**Problem statement:** All records are to be retyped faithfully and completely.

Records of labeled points

——

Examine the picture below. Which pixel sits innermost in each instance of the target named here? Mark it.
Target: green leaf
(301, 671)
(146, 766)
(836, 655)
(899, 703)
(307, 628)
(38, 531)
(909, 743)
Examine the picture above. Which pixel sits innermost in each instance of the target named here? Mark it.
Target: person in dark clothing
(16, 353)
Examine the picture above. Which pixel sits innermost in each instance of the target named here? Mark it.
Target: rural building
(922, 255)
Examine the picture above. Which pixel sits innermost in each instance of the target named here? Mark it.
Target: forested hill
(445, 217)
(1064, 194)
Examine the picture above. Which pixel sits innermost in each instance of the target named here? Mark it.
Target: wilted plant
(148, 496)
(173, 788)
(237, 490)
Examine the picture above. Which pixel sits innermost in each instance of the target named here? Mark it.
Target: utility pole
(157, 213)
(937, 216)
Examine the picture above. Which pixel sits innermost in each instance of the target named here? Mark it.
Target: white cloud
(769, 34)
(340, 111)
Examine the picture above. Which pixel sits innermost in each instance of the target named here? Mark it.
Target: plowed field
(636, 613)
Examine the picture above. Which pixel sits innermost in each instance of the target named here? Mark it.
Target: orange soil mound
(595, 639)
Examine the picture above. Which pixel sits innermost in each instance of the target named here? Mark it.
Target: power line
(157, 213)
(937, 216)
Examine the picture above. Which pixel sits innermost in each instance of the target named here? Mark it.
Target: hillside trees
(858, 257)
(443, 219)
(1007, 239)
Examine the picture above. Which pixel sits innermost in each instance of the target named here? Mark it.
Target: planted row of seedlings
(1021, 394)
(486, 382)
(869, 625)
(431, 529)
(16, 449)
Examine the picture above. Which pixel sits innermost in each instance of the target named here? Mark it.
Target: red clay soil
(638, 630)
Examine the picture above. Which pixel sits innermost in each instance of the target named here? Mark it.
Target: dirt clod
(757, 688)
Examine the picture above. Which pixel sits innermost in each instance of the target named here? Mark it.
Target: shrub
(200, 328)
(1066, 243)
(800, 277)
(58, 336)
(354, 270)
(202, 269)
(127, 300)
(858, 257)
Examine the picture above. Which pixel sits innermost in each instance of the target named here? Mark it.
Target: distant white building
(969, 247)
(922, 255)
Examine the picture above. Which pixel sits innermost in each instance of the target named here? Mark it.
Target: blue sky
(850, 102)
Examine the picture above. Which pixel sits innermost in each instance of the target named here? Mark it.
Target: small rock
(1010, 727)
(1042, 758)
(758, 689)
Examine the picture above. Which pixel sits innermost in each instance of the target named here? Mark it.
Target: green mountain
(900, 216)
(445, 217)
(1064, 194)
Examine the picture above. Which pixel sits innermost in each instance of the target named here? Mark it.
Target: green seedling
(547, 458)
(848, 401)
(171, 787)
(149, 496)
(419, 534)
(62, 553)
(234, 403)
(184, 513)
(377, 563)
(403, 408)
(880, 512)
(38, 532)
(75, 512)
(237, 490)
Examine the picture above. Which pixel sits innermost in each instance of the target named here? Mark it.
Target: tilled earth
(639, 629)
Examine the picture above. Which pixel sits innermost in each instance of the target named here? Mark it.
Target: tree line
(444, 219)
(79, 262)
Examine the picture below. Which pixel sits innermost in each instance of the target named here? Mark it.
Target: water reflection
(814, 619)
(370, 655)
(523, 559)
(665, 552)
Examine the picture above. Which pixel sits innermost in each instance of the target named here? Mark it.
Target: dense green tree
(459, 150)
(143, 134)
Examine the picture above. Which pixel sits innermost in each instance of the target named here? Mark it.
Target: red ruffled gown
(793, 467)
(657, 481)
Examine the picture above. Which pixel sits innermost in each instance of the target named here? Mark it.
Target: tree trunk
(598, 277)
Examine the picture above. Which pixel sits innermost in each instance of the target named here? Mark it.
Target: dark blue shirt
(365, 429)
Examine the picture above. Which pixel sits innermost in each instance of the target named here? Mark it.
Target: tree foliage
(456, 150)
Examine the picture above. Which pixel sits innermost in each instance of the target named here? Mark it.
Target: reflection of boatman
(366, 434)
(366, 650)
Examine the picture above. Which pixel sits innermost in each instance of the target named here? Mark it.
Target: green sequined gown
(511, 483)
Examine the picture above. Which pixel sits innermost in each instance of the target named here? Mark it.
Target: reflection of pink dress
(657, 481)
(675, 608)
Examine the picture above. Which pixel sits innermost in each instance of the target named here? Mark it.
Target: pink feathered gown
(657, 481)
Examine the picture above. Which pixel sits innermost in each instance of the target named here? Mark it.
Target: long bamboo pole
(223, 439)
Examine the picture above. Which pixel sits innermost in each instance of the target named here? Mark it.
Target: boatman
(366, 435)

——

**Problem solution:**
Examine the picture below. Which pixel sits innermost in each instance of the target named here? Mark it.
Target: green leaf
(301, 671)
(146, 766)
(836, 655)
(899, 703)
(307, 628)
(38, 531)
(909, 743)
Examine the picture above. Which pixel sits innermost in each instance of the target named here? Mark it.
Target: person in dark clothing
(16, 353)
Examine the picture above. Which pixel sits innermost in each instance of the target named here? Mark it.
Target: rural building
(922, 255)
Examine the picture above. Which pixel sits innermost in each instance of the target named here? Mark it.
Target: forested hill
(445, 217)
(1064, 194)
Examine the picture above. Which pixel sits innermost in each instance of the target named here? Mark it.
Target: wilted plant
(148, 496)
(173, 788)
(237, 490)
Examine the picture above. Which pixel sits innermost in each instance of the target named here? Mark it.
Target: utility pole
(157, 213)
(937, 216)
Examine the picture above. Which pixel sits innermost in each instance of the target named here? Mark it.
Target: white cloud
(769, 34)
(340, 111)
Examine the picture above. Which pixel sits innermost in each instance of the target named here? Mark it.
Target: plowed field
(636, 613)
Examine the picture above. Which pixel sits innermost in each instance of the target named here? Mark it.
Target: orange soil mound
(595, 639)
Examine the picture above. Which pixel sits innermost in each instance of the target named here? Mark it.
Target: power line
(157, 213)
(937, 216)
Examine the picture above. Which pixel sits innermost in each instance of the target named here? Mark it.
Target: hillside trees
(858, 257)
(443, 219)
(1007, 239)
Examine the picture above. Which pixel sits innermost in each instance of the target named here? Mark it.
Target: planted row of seedlings
(1021, 394)
(486, 382)
(869, 625)
(431, 529)
(16, 449)
Examine the picture above. Which pixel sits innermost in each instance of the target named here? Mark it.
Target: red clay soil
(638, 630)
Examine the picture above. Which pixel sits innermost in each instance of the target named here? Mark it.
Target: dirt clod
(757, 688)
Examine the picture above. Which pixel sits innermost in each instance of the target named here? Mark it.
Target: shrub
(200, 328)
(1066, 243)
(800, 277)
(58, 336)
(354, 270)
(202, 269)
(127, 300)
(858, 257)
Examine the picture above. Which pixel sits innermost in each instance of the target named here? Mark it.
Target: distant white building
(969, 247)
(922, 255)
Examine the picture above. Which pixel sits innermost in each instance of the target named here? Mark it.
Target: blue sky
(850, 102)
Examine the picture above. Which pixel sits innermost in each instance of the target named here? Mark it.
Target: small rock
(1010, 727)
(1042, 758)
(758, 689)
Examine the picture above. Which pixel sits innermost in each instance of the target named here? Mark it.
Target: green mountain
(900, 216)
(445, 217)
(1064, 194)
Examine the picture above. Which pixel sits innermost in each instance of the target named here? Mark it.
Target: green seedling
(547, 458)
(848, 401)
(171, 787)
(149, 496)
(419, 534)
(62, 553)
(234, 403)
(184, 513)
(377, 563)
(403, 408)
(880, 512)
(38, 532)
(75, 512)
(237, 490)
Examine the picture above. Which pixel sits innermost in each instance of the target named here? Mark it.
Target: tilled earth
(639, 629)
Examine the picture above. Which pixel sits innermost in each instance of the target named here? Mark it.
Target: tree line
(444, 219)
(79, 262)
Examine the picture below. Which pixel sits innermost in each instance of the target named here? Mark it.
Target: water reflection
(814, 619)
(370, 655)
(523, 559)
(665, 552)
Examine the picture above. Which pixel sits innermost in each instance of the target named here? Mark it.
Target: dense green tree
(459, 150)
(143, 134)
Examine the picture above. Which pixel sits innermost in each instance of the target named here? Mark it.
Target: red ruffled gown
(793, 467)
(657, 481)
Examine the picture above. Which pixel sits innermost in each instance of the target named here? Mark it.
Target: tree trunk
(598, 277)
Examine the picture above. Which pixel sits innermost in each instance of the target named here? Mark it.
Target: dark blue shirt
(365, 429)
Examine the picture above. Which pixel sits innermost in each instance of the target named here? Mark it.
Target: tree foliage
(456, 150)
Examine the picture above. Which pixel sits innermost in each instance of the target named here? Mark it.
Target: reflection of boatman
(366, 434)
(366, 650)
Examine the picture above. Which pixel sits innermost in each instance of the target named here? Mark it.
Target: green sequined gown
(511, 483)
Examine the picture above. Which pixel sits innermost in each instance of the target named here? Mark it.
Target: reflection of pink dress
(657, 481)
(675, 608)
Examine the picture above. Which pixel sits innermost in each instance of the target named here? Mark it.
Target: pink feathered gown
(657, 481)
Examine the picture above. Which pixel sits innermost in each instance of the target named here? Mark it.
Target: long bamboo pole
(223, 439)
Examine the picture above. Which pixel sits innermost in each instance of the target named here? Mark it.
Target: boatman
(366, 435)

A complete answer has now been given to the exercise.